- [Direction] Copy the lines below exactly, beginning with the line that contains "of the standing" and ending with the final line, both included.

##### The data

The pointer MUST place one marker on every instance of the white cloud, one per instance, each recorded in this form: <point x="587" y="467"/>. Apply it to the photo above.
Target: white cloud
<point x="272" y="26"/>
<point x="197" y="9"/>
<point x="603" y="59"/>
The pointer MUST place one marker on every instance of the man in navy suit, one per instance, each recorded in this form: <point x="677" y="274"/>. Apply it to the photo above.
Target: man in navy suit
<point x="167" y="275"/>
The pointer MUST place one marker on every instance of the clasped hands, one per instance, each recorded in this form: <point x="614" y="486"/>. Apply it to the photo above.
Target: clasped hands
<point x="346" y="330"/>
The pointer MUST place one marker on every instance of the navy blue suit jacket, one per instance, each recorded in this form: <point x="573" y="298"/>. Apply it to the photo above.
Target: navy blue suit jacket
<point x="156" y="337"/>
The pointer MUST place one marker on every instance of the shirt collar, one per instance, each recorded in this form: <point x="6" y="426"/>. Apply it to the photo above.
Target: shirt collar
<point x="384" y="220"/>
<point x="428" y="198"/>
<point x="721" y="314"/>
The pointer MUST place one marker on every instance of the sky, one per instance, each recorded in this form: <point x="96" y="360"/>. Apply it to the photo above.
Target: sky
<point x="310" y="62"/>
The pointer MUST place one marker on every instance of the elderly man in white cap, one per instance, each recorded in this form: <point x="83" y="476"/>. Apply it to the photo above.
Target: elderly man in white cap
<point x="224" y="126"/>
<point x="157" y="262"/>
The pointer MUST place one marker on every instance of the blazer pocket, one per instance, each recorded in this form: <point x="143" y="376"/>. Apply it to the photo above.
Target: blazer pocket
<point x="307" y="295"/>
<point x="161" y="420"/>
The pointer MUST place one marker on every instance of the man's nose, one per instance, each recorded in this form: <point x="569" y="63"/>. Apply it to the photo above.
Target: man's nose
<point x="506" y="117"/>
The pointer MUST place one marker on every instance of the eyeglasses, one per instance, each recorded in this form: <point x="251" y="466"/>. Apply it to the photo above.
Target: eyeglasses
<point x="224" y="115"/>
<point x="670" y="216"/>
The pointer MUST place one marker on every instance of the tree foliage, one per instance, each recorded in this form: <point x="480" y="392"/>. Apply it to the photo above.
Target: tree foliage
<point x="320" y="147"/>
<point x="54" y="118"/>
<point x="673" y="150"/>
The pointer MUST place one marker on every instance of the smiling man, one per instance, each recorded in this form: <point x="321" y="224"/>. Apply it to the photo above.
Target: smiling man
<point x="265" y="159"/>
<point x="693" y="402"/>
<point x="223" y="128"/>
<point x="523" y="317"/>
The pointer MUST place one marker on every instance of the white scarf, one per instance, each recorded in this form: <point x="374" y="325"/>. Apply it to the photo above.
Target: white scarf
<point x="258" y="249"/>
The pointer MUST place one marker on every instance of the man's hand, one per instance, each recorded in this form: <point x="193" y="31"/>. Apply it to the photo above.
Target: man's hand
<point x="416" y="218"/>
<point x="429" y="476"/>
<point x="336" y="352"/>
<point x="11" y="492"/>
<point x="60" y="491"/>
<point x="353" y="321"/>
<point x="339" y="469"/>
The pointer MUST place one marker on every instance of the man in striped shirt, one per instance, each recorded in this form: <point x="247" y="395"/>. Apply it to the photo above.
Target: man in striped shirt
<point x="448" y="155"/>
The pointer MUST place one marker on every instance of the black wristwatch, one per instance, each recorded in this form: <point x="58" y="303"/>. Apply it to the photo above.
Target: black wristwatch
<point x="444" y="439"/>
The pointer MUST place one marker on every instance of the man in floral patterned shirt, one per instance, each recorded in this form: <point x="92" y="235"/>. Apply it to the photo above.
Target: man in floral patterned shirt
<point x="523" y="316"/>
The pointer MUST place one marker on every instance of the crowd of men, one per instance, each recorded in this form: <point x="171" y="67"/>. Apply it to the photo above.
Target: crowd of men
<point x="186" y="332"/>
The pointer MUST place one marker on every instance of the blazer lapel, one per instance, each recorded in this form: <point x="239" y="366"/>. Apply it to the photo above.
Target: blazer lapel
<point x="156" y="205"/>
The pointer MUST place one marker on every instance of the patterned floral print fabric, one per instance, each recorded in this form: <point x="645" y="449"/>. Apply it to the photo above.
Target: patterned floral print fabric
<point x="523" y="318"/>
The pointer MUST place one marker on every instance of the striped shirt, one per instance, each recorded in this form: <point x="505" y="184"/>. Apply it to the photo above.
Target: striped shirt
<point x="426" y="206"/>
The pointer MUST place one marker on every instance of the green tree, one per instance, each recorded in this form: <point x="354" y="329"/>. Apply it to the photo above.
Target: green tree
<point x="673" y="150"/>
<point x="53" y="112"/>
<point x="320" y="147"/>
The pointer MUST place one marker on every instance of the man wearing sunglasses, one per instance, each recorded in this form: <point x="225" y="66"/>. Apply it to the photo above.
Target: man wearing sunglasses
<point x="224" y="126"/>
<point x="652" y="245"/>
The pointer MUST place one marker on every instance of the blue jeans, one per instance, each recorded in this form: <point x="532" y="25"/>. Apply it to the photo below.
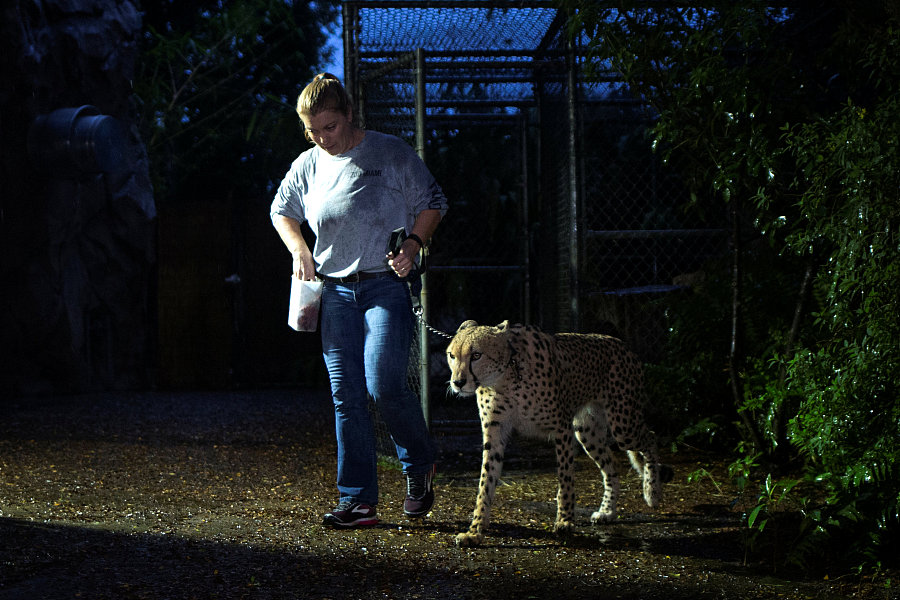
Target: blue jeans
<point x="367" y="330"/>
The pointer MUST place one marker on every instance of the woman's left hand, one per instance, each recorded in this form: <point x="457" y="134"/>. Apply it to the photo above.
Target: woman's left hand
<point x="403" y="263"/>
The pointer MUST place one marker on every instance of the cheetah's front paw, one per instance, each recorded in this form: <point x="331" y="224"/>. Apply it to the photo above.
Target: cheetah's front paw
<point x="602" y="516"/>
<point x="562" y="526"/>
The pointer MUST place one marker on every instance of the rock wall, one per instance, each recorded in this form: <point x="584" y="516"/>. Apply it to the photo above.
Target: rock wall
<point x="77" y="254"/>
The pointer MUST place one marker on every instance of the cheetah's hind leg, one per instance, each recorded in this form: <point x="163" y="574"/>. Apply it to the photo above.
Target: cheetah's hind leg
<point x="591" y="430"/>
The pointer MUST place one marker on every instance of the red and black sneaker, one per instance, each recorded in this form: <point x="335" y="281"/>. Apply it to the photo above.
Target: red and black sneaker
<point x="419" y="493"/>
<point x="351" y="514"/>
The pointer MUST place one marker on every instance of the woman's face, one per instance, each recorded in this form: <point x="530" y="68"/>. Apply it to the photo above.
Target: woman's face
<point x="330" y="130"/>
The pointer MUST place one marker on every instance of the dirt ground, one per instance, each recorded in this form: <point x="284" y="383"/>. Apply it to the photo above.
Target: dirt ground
<point x="221" y="495"/>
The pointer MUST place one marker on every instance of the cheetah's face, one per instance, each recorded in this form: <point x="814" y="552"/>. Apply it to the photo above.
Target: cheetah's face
<point x="478" y="355"/>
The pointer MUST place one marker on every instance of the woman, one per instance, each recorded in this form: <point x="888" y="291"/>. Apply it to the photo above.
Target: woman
<point x="354" y="187"/>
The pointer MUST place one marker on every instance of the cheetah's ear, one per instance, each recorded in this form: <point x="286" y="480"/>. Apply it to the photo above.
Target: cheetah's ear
<point x="467" y="324"/>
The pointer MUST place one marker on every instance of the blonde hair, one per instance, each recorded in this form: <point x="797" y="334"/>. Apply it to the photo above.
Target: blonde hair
<point x="325" y="92"/>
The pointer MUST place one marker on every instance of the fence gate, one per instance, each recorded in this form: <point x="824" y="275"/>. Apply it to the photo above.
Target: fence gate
<point x="559" y="213"/>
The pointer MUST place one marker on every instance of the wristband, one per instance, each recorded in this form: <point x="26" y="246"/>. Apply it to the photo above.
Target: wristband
<point x="416" y="239"/>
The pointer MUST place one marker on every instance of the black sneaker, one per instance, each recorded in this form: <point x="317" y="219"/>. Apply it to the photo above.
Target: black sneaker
<point x="351" y="514"/>
<point x="419" y="493"/>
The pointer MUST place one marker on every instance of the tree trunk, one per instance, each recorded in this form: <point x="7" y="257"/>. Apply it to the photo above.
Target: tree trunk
<point x="735" y="357"/>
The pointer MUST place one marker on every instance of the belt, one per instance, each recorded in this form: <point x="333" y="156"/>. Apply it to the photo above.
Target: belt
<point x="357" y="277"/>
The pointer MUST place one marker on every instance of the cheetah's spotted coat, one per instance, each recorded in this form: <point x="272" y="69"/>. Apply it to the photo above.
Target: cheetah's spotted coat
<point x="589" y="386"/>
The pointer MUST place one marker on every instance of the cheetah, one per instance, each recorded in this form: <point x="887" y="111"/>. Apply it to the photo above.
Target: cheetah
<point x="540" y="385"/>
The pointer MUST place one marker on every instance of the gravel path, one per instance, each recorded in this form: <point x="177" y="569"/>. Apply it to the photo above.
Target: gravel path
<point x="220" y="495"/>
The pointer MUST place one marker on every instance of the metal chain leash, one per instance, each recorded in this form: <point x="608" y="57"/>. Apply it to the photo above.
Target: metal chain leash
<point x="418" y="312"/>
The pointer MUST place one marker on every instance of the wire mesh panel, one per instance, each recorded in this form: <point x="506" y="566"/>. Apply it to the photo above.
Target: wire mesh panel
<point x="559" y="211"/>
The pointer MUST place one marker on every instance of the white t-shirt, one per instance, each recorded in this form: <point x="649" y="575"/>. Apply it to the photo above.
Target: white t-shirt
<point x="353" y="201"/>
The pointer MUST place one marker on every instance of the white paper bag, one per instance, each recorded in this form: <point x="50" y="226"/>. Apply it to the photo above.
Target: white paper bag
<point x="303" y="314"/>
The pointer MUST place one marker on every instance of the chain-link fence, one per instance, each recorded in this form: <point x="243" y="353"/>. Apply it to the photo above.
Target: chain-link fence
<point x="560" y="214"/>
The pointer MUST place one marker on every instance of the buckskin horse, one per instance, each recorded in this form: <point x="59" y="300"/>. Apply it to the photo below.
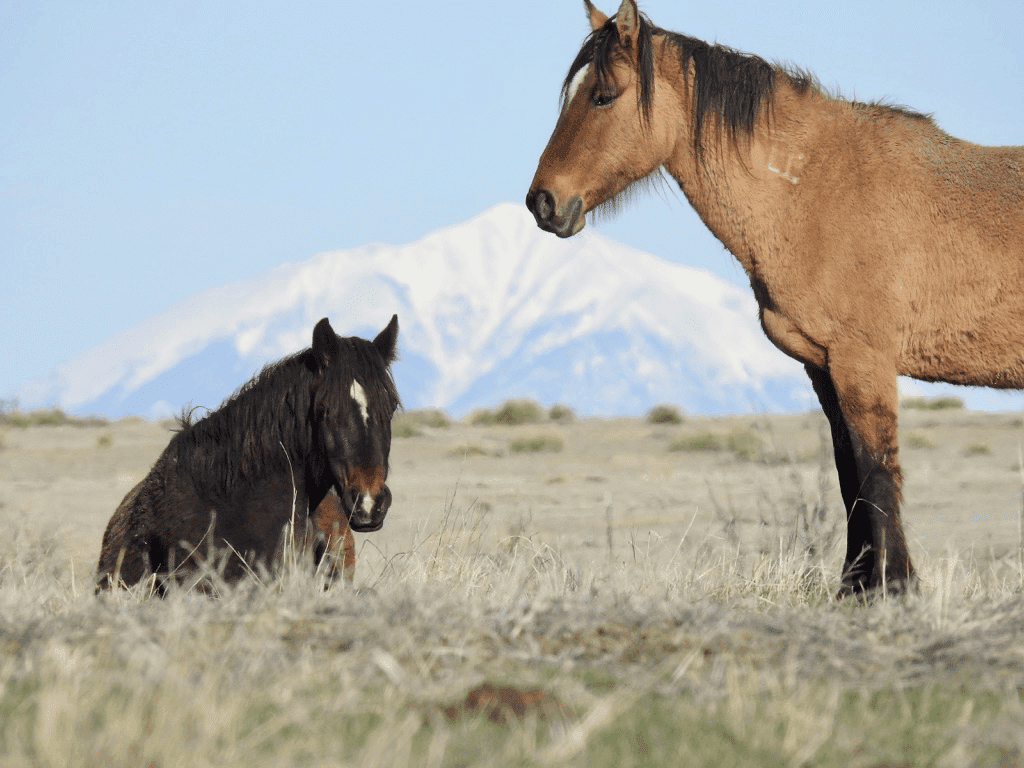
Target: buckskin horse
<point x="876" y="244"/>
<point x="302" y="448"/>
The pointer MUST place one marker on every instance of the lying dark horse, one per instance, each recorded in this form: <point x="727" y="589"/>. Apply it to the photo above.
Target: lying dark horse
<point x="877" y="245"/>
<point x="301" y="448"/>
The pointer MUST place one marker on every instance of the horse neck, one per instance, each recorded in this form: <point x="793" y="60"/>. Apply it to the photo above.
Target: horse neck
<point x="741" y="186"/>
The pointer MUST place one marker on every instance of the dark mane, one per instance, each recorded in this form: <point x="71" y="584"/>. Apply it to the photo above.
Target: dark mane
<point x="265" y="425"/>
<point x="730" y="88"/>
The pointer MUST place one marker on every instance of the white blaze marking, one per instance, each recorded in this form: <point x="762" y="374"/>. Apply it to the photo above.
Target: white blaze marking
<point x="577" y="82"/>
<point x="358" y="394"/>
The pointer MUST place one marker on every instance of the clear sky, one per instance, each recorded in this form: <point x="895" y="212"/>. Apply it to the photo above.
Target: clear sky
<point x="151" y="150"/>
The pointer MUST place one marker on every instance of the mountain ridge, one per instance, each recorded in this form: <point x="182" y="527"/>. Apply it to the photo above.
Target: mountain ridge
<point x="487" y="309"/>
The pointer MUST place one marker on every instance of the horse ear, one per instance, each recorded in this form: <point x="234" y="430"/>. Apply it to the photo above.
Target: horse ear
<point x="597" y="18"/>
<point x="387" y="340"/>
<point x="325" y="341"/>
<point x="628" y="22"/>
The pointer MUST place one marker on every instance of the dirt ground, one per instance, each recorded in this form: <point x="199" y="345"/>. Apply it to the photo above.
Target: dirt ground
<point x="613" y="486"/>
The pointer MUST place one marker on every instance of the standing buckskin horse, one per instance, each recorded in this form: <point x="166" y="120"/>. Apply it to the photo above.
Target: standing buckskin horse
<point x="303" y="446"/>
<point x="877" y="245"/>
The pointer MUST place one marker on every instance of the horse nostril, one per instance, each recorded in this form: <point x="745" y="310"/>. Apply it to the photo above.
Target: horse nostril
<point x="349" y="499"/>
<point x="542" y="204"/>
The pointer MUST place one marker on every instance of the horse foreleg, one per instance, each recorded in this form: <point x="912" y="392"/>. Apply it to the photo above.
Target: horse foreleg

##########

- [Response]
The pointer MUST place one marker on every instance of the standing buckskin horse, one per instance, each recorded in this form: <point x="166" y="120"/>. Apply it to the photo above.
Target: standing buckskin horse
<point x="303" y="446"/>
<point x="877" y="245"/>
The pointer MUST place one marker on every instance of the horse nostril, one per instance, each recorded in this form: <point x="745" y="310"/>. Apply it to the photo above.
Target: horse nostril
<point x="349" y="499"/>
<point x="542" y="204"/>
The pointer MUST place one marker on every instance of the horse foreleg, one per instance, each recorded in this form: <point x="912" y="392"/>. Apply it to the photo above.
Target: horse foreleg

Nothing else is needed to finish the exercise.